## Requirements
Present each line of the entries below as a Markdown table with the columns Row and Text, numbering the rows and skipping blank lines. Leave the pictures out.

··· Information supplied

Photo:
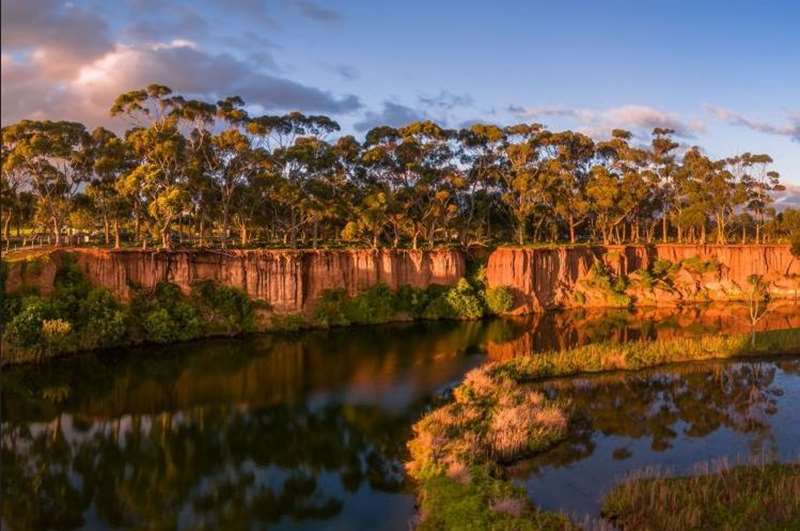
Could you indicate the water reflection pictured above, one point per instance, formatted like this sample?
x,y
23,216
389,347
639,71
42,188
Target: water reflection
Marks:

······

## Output for this task
| Row | Text |
|---|---|
| 1 | Photo: |
| 2 | Could you indicate the water reflection pictured above, one point per instance, formatted like this sample? |
| 3 | x,y |
| 4 | 23,216 |
| 5 | 389,347 |
| 6 | 639,71 |
| 7 | 42,188 |
| 8 | Target: water reflection |
| 9 | Marks: |